» **EXERCISE DETAILS**: Every single entry must be restated word for word.

» **MATERIAL PROVIDED**:
▶
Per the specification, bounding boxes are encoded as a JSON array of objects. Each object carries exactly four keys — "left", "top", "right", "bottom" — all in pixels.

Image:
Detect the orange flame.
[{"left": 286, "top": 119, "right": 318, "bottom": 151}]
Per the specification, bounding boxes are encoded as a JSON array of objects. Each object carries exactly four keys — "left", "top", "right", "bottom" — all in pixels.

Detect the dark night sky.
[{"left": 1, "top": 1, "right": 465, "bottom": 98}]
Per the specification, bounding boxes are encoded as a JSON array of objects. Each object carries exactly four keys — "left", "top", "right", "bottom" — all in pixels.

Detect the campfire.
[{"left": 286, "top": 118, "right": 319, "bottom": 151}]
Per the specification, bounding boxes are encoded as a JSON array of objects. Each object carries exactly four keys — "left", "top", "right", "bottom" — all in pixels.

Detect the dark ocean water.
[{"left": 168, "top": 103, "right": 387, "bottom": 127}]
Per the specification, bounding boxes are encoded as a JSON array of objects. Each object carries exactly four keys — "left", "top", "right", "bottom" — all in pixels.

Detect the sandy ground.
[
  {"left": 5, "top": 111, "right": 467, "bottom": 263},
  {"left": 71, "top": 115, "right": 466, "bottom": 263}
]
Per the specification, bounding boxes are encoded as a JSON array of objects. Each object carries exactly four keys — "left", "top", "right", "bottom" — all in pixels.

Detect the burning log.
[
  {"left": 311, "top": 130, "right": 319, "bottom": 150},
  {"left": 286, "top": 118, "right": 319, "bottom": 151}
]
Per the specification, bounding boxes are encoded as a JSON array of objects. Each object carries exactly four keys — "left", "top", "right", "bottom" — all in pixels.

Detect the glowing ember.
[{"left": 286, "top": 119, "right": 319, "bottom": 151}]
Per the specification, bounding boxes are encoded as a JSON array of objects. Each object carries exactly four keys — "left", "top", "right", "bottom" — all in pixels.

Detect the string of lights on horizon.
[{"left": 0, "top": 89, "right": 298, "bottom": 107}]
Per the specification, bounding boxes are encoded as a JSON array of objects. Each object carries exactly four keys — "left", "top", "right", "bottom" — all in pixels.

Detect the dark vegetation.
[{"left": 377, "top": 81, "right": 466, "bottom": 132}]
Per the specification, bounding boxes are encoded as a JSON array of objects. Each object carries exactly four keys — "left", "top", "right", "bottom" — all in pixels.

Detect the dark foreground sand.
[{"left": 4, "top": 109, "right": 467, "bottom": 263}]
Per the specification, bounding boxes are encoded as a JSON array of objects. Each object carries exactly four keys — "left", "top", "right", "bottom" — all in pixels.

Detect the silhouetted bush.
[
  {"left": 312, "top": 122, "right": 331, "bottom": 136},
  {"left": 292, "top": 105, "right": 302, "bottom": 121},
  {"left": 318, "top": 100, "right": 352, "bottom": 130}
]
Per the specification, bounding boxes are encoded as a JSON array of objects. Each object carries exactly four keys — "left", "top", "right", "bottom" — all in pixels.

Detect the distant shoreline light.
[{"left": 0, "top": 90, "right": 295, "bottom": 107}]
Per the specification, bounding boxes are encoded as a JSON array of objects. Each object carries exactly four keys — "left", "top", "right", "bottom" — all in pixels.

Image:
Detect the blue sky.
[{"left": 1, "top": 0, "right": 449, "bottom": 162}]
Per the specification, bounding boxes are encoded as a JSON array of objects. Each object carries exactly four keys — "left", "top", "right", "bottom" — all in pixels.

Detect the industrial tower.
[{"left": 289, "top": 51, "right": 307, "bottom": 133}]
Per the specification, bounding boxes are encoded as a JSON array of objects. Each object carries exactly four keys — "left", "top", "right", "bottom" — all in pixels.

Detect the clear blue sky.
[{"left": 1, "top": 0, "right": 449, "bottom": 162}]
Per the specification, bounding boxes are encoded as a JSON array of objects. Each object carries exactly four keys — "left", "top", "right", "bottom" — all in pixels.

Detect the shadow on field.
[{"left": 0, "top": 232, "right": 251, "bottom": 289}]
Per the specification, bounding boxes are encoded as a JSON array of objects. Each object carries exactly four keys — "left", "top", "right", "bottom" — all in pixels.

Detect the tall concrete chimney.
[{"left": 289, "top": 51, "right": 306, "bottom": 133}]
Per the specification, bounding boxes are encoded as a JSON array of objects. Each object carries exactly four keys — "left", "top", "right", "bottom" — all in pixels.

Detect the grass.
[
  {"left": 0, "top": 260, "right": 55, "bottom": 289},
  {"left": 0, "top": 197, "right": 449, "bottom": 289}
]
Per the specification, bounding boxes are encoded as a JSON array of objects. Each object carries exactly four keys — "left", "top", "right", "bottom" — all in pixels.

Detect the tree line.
◀
» **SOLUTION BELOW**:
Per the specification, bounding boxes are encoded as a JSON array of objects. Each object carries exactly four keys — "left", "top", "right", "bottom" — all in pixels.

Image:
Detect the orange flame.
[{"left": 286, "top": 119, "right": 318, "bottom": 151}]
Per the specification, bounding boxes are encoded as a JSON array of objects. Each object carries exactly four keys — "left", "top", "right", "bottom" — all in pixels.

Detect the dark night sky.
[{"left": 1, "top": 1, "right": 465, "bottom": 98}]
Per the specification, bounding boxes are encoded as a JSON array of objects. Each object carries exactly four keys — "left", "top", "right", "bottom" — all in pixels.

Detect the campfire.
[{"left": 286, "top": 118, "right": 319, "bottom": 151}]
Per the specification, bounding boxes are encoded as a JSON array of objects. Each object carries exactly four keys — "left", "top", "right", "bottom" — all in pixels.

Detect the dark ocean water.
[{"left": 168, "top": 103, "right": 387, "bottom": 127}]
Per the specification, bounding boxes are encoded as a JSON array of objects. Each object carries exactly four keys — "left", "top", "right", "bottom" — all in pixels.

Detect the sandy ground.
[
  {"left": 5, "top": 111, "right": 467, "bottom": 263},
  {"left": 71, "top": 115, "right": 466, "bottom": 263}
]
Per the specification, bounding boxes are encoded as a JSON array of objects. Each object carries exactly four keys — "left", "top", "right", "bottom" — all in pixels.

Detect the burning log.
[
  {"left": 311, "top": 130, "right": 319, "bottom": 150},
  {"left": 286, "top": 118, "right": 319, "bottom": 151}
]
Per the specification, bounding boxes are encoded as a JSON array of objects. Each object carries exactly four keys — "left", "top", "right", "bottom" — all in pixels.

Detect the glowing ember.
[{"left": 286, "top": 119, "right": 319, "bottom": 151}]
Per the specification, bounding boxes are encoded as a JSON array of objects. Each object carries exactly four keys — "left", "top", "right", "bottom" — all in pixels.

Detect the string of lights on horizon.
[{"left": 0, "top": 89, "right": 298, "bottom": 107}]
Per the specification, bounding boxes are encoded as a JSON array of objects. Each object carries exactly four keys — "left", "top", "right", "bottom" — all in pixels.

Detect the dark vegetation.
[{"left": 377, "top": 81, "right": 466, "bottom": 132}]
Per the specification, bounding boxes are encoded as a JSON array of objects. Each object carries exactly four keys — "left", "top", "right", "bottom" — all in pixels.

Detect the dark foreground sand.
[{"left": 4, "top": 109, "right": 467, "bottom": 263}]
Per the specification, bounding boxes are encoded as a JSON array of objects. Each object carries exactly four keys — "left", "top", "right", "bottom" — all in pixels.

Detect the silhouetted bush.
[
  {"left": 312, "top": 122, "right": 331, "bottom": 136},
  {"left": 292, "top": 105, "right": 302, "bottom": 121},
  {"left": 318, "top": 100, "right": 352, "bottom": 130}
]
Per the specification, bounding boxes are encoded as a JSON array of objects. Each object carries exactly four keys — "left", "top", "right", "bottom" — all in pixels.

Detect the distant shoreline light.
[{"left": 0, "top": 90, "right": 295, "bottom": 107}]
Per the specification, bounding boxes are encoded as a JSON array of objects. Each object carries exactly four keys — "left", "top", "right", "bottom" — all in pixels.

Image:
Detect the blue sky.
[{"left": 1, "top": 0, "right": 449, "bottom": 162}]
Per the specification, bounding boxes are encoded as a JSON array of objects. Each object carries exactly four keys — "left", "top", "right", "bottom" — all in pixels.

Detect the industrial tower.
[{"left": 289, "top": 51, "right": 307, "bottom": 133}]
Per the specification, bounding boxes are encoded as a JSON array of objects. Each object carries exactly four keys — "left", "top", "right", "bottom" — all in pixels.

Detect the clear blue sky.
[{"left": 1, "top": 0, "right": 449, "bottom": 162}]
Per the specification, bounding boxes are encoded as a JSON array of objects. Each object carries exactly four keys — "left", "top", "right", "bottom" — all in pixels.

Detect the shadow on field.
[{"left": 0, "top": 232, "right": 251, "bottom": 289}]
Per the specification, bounding boxes are encoded as a JSON array of objects. Each object carries exactly four keys — "left", "top", "right", "bottom" — all in pixels.

Detect the tall concrete chimney.
[{"left": 289, "top": 51, "right": 306, "bottom": 133}]
Per the specification, bounding boxes are encoded as a JSON array of objects. Each object carries exactly four keys — "left", "top", "right", "bottom" — all in pixels.

Detect the grass.
[
  {"left": 0, "top": 260, "right": 55, "bottom": 289},
  {"left": 0, "top": 197, "right": 449, "bottom": 289}
]
Per the specification, bounding boxes are encoded as a JSON array of objects. Each object carries exactly four keys — "left", "top", "right", "bottom" — all in pixels.

Detect the tree line.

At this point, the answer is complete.